Extracted information:
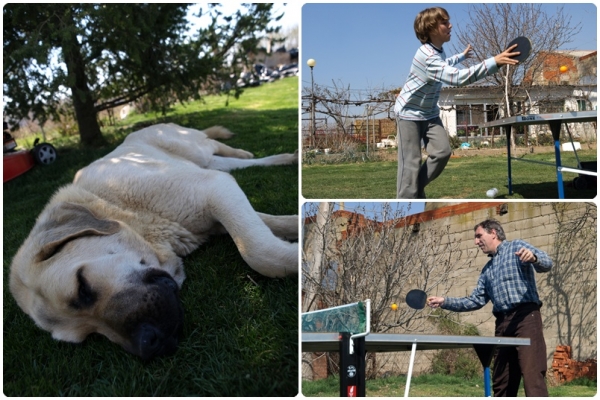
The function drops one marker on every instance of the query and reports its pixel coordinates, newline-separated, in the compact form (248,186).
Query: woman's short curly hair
(427,20)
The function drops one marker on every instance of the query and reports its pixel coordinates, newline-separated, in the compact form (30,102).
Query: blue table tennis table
(555,120)
(386,342)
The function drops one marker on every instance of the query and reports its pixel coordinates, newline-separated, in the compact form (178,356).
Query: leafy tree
(99,56)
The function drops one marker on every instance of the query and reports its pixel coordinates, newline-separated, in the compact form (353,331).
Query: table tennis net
(347,318)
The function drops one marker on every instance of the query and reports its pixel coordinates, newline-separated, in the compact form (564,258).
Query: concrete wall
(566,231)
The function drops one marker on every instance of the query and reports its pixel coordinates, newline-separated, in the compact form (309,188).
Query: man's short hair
(491,224)
(428,20)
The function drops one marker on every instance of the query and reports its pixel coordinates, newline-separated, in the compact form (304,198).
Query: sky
(371,46)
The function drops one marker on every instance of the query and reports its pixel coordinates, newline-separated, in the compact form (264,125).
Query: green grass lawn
(463,178)
(435,386)
(240,334)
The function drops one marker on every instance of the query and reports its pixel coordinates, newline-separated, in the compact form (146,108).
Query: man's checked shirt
(505,280)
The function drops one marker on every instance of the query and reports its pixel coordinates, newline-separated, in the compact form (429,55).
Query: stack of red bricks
(565,369)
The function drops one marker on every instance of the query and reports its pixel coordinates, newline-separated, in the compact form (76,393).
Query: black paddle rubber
(416,299)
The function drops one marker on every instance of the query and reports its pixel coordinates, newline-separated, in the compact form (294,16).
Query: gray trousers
(414,175)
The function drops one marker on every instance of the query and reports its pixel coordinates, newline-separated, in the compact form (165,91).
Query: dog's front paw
(243,154)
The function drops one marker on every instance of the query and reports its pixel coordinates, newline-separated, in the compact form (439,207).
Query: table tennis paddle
(523,47)
(416,299)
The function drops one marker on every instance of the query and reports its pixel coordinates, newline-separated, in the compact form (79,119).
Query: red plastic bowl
(17,163)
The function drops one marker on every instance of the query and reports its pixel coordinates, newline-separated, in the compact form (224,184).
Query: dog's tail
(218,132)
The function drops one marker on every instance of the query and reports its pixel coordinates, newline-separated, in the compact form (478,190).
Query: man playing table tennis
(508,281)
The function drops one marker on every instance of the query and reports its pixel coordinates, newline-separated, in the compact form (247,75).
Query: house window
(468,118)
(551,106)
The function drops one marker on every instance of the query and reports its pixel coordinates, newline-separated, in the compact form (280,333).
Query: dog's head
(77,274)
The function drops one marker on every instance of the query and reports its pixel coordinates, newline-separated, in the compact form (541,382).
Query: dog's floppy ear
(66,222)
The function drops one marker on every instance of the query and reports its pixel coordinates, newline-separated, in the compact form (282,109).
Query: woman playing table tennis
(416,108)
(508,281)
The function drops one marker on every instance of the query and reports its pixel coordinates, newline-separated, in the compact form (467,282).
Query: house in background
(550,90)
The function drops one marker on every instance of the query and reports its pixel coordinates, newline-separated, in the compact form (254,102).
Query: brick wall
(569,291)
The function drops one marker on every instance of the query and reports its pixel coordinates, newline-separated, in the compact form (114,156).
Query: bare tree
(312,264)
(572,283)
(379,259)
(493,25)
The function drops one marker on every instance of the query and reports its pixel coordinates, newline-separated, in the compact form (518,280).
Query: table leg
(555,129)
(485,354)
(412,361)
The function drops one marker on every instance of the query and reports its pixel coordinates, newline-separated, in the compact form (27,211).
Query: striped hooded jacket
(430,69)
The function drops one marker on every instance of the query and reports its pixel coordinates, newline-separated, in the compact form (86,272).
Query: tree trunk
(82,96)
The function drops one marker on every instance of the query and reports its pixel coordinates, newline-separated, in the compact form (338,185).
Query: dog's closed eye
(85,296)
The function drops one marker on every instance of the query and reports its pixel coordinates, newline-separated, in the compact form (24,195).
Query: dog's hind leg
(283,226)
(260,248)
(229,164)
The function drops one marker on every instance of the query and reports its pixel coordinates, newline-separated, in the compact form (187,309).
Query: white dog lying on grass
(105,254)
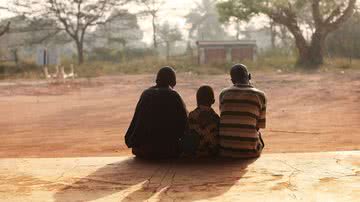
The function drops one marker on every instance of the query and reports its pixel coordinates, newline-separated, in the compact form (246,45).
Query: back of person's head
(166,77)
(205,96)
(240,74)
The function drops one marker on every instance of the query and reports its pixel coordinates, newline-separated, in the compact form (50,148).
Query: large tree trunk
(80,51)
(154,32)
(311,56)
(167,51)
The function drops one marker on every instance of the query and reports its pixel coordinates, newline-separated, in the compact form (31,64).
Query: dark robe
(158,124)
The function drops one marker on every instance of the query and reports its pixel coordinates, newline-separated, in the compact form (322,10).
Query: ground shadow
(139,180)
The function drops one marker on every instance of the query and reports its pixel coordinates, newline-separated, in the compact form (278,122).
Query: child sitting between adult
(202,137)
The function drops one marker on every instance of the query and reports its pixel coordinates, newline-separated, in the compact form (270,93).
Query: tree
(345,42)
(122,29)
(326,17)
(152,8)
(6,28)
(169,35)
(75,17)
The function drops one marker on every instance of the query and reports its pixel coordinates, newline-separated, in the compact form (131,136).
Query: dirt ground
(306,113)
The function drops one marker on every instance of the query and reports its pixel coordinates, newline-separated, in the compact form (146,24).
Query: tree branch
(347,13)
(316,13)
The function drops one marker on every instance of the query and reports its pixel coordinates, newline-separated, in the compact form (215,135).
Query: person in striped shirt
(243,114)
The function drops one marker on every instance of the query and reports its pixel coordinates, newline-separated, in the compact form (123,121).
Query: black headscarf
(166,77)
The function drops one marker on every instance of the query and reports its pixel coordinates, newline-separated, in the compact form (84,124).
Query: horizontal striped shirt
(243,113)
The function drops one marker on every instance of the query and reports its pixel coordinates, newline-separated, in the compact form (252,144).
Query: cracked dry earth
(333,176)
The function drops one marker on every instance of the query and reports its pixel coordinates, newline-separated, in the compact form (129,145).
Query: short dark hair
(240,74)
(166,77)
(205,96)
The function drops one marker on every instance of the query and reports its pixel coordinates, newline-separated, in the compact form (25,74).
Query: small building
(226,51)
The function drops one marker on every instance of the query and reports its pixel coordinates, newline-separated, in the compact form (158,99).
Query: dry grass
(182,64)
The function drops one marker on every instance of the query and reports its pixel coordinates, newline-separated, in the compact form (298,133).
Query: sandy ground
(306,113)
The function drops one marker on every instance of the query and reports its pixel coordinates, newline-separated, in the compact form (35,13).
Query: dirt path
(306,113)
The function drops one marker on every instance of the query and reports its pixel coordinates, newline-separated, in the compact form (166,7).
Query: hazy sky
(173,11)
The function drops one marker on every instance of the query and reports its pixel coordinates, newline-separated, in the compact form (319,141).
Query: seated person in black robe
(159,121)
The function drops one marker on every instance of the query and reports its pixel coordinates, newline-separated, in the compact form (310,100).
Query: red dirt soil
(306,113)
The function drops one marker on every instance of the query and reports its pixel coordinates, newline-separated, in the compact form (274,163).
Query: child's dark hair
(205,96)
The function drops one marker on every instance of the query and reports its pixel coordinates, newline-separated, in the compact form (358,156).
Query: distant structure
(226,51)
(262,37)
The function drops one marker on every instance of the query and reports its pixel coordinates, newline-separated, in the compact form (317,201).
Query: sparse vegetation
(150,64)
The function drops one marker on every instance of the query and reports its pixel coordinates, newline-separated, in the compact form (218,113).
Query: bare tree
(152,8)
(75,17)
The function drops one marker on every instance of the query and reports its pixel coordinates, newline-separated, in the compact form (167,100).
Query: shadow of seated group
(138,180)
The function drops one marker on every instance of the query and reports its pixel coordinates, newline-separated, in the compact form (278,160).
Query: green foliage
(345,42)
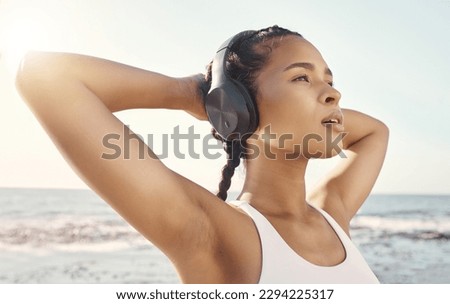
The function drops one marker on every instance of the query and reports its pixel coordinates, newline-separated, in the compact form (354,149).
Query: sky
(389,60)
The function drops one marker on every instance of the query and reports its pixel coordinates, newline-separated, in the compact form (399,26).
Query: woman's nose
(331,96)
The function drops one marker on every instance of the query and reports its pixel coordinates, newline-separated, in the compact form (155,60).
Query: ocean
(72,236)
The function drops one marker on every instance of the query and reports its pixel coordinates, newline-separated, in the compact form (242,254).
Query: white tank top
(281,264)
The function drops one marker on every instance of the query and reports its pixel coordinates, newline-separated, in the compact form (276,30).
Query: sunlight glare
(23,30)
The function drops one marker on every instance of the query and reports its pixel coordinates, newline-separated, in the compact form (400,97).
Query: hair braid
(247,57)
(234,152)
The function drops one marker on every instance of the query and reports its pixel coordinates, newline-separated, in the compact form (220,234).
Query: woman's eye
(302,78)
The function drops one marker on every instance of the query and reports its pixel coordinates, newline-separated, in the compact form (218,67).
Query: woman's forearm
(118,86)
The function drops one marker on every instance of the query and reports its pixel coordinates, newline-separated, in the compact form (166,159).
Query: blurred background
(389,59)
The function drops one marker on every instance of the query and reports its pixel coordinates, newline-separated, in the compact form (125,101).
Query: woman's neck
(275,185)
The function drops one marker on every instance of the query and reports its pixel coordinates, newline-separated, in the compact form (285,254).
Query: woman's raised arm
(345,188)
(73,97)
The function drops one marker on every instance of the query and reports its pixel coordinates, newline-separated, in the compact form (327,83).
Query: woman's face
(296,99)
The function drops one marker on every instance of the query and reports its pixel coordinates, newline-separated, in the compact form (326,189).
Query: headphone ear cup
(231,110)
(225,106)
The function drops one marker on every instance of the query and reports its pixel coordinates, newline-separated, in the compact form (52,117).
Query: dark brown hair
(246,58)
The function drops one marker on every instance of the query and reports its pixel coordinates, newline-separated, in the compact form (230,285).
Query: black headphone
(229,107)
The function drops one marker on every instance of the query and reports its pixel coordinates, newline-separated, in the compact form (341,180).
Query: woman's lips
(335,120)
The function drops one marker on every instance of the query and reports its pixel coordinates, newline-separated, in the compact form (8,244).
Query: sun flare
(22,30)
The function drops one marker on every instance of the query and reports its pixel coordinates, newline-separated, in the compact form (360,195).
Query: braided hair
(246,58)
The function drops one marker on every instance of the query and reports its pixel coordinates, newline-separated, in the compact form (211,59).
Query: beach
(72,236)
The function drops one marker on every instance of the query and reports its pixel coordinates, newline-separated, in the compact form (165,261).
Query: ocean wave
(416,229)
(65,231)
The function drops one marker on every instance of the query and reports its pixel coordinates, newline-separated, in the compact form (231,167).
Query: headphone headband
(229,107)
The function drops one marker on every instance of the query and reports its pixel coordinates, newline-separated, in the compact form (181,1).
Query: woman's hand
(195,87)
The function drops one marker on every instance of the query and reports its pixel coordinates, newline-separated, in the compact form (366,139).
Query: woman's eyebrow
(306,65)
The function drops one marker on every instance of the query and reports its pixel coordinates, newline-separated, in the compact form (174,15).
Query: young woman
(275,232)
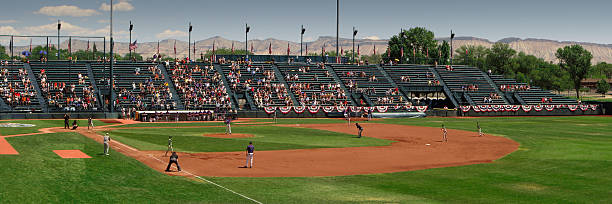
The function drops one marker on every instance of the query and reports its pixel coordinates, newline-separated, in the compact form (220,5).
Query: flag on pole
(323,50)
(388,52)
(134,45)
(374,49)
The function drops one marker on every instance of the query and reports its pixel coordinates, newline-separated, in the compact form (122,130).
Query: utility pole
(302,39)
(59,26)
(354,34)
(337,26)
(452,36)
(189,43)
(112,80)
(246,42)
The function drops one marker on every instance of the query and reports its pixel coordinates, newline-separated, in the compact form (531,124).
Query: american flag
(133,45)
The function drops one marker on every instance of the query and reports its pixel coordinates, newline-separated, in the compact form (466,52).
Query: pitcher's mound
(73,153)
(222,135)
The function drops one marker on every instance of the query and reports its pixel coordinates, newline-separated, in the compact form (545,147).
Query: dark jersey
(174,157)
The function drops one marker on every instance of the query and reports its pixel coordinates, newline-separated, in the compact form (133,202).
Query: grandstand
(60,86)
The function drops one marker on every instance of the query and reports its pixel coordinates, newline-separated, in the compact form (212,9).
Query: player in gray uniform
(228,127)
(479,129)
(444,133)
(249,153)
(170,148)
(106,144)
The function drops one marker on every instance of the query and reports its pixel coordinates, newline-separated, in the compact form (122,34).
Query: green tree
(3,54)
(472,55)
(418,39)
(576,61)
(499,58)
(603,87)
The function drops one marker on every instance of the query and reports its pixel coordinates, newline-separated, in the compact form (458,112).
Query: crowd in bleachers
(17,89)
(199,86)
(514,87)
(260,82)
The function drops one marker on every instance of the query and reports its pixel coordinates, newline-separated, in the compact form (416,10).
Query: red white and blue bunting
(285,109)
(328,109)
(382,109)
(299,109)
(270,109)
(313,109)
(525,108)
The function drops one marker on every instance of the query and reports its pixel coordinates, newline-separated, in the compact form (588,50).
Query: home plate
(73,153)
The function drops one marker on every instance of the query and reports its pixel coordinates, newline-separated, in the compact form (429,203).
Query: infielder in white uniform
(170,148)
(106,144)
(444,133)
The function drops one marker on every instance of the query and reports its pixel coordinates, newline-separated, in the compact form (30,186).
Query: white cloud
(120,6)
(8,30)
(7,21)
(66,10)
(171,34)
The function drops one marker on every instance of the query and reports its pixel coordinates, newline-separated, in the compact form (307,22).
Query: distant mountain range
(541,48)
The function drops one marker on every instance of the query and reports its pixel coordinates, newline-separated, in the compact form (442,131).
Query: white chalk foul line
(203,179)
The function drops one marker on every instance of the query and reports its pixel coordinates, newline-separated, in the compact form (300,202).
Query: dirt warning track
(409,152)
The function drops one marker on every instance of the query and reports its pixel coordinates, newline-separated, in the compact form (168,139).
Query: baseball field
(518,160)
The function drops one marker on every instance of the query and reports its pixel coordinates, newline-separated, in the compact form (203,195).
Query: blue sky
(564,20)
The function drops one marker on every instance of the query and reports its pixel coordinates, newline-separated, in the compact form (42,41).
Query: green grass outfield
(560,160)
(265,137)
(41,124)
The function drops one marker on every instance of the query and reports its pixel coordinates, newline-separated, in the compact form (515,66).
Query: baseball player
(249,154)
(444,133)
(170,148)
(90,123)
(228,127)
(479,129)
(106,144)
(360,129)
(173,160)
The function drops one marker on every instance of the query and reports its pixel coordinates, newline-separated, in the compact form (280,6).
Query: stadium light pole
(246,41)
(452,36)
(112,43)
(302,39)
(130,42)
(189,43)
(354,34)
(59,26)
(337,26)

Problem to work on:
Your answer should be the lines from the one containing "Query: distant mountain range" through the last line of the records, repeated exactly and with nothing added.

Answer to this exercise:
Query: distant mountain range
(541,48)
The function drops one marker on every instance of the query and reports its pixel coordinates, newline-separated, in the compact form (442,131).
Query: white chalk foul line
(203,179)
The function drops one marker on every instance of the query and reports its pixel coordinates, newline-separated, in the compact form (300,202).
Query: dirt warning track
(409,152)
The function drops one marker on every instance of the query and reports its pixel coordinates, newline-separated, in the compact form (168,139).
Query: baseball field
(518,160)
The function drops one marker on every instance of the query and reports its pixel coordinates, newline-separated, in the compact form (203,195).
Query: blue sky
(564,20)
The function drops one marker on every instance of the query and reports its pixel coordinates, newline-separated, in the compact form (42,41).
Query: green grass outfield
(560,160)
(265,137)
(41,124)
The function drops one marker on every instance of the query and reports its pixel coordinates, newline-separated, in the compact form (515,66).
Query: baseball player
(249,154)
(444,133)
(170,148)
(90,123)
(228,127)
(479,129)
(106,144)
(360,129)
(173,160)
The function drops one marker on every instance of the query and reports its pixel coordinates, newline-separated, in the compact form (280,6).
Query: stadium light pole
(246,41)
(452,36)
(112,43)
(302,39)
(130,42)
(189,43)
(354,34)
(59,26)
(337,26)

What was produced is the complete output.